■ **Aim of the exercise**:
Could you continue the article below about the Georgia governor's race between Brian Kemp and Stacey Abrams, starting right after its final sentence?

■ **Text provided**:
Today, voters will head to the polls in a Gubernatorial election that could be a potential party-defining moment for years to come. On one side lies Brian Kemp, a Trump-like conservative who on one occasion stated that he would “round up criminal illegals” in his own pickup truck and on another pointed a shotgun at a teenager in a pro-gun commercial. On the other side lies Stacey Abrams, a polarizing liberal who was recently accused of burning the Georgia state flag in a 1992 protest and represents a sharp change in a political landscape whose last elected Democrat was 20 years ago. As this election becomes more and more reflective of Georgia’s shifting demographics, Democrats are hoping that the increasing diversity in the state can lead to Abrams’ victory, which would make her the first black female governor in history. More importantly, perhaps, Abram’s victory would represent a turning point in other critical elections, as turnout among black voters would likely increase and thereby secure more positions for their party.
Furthermore, a victory could grant Abrams’ party the power to redraw district lines after the 2020 census, a massive opportunity that would cripple Republican power within the state.

■ **Raw data**:
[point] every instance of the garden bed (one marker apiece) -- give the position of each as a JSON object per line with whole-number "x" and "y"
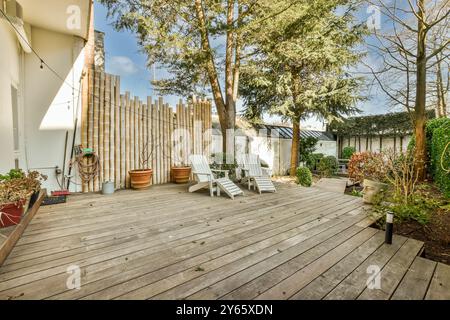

■ **Answer to this exercise**:
In terms of their political campaigns, Kemp’s policy objectives include a cap on state spending by eliminating wasteful tax incentives along with reducing income taxes; supporting HOPE by doubling the state tax credit and boosting funding for state charter schools; opposing gun-restriction laws and supporting the right to carry and conceal a gun without a permit; the creation of a new unit in the state attorney general’s office devoted to fighting gang violence; and, perhaps most famously, tracking down unauthorized immigrants and speeding up their deportations. Kemp’s other policy views reflect mainstream Republican beliefs, and he has received endorsements from President Trump and Vice President Mike Pence.
On the other hand, Abrams believes in expanding Medicare and stabilizing health insurance premiums; supporting “historic investment” in early childcare; restricting gun rights, including the use of universal background checks; eliminating cash bail for poorer defendants; fighting against immigration laws that threaten illegal immigrant communities; and supporting abortion rights. Her policy agenda involves radical propositions that have been thoroughly opposed by conservatives, but she champions herself on her ability to connect with all citizens, Republican and Democratic alike.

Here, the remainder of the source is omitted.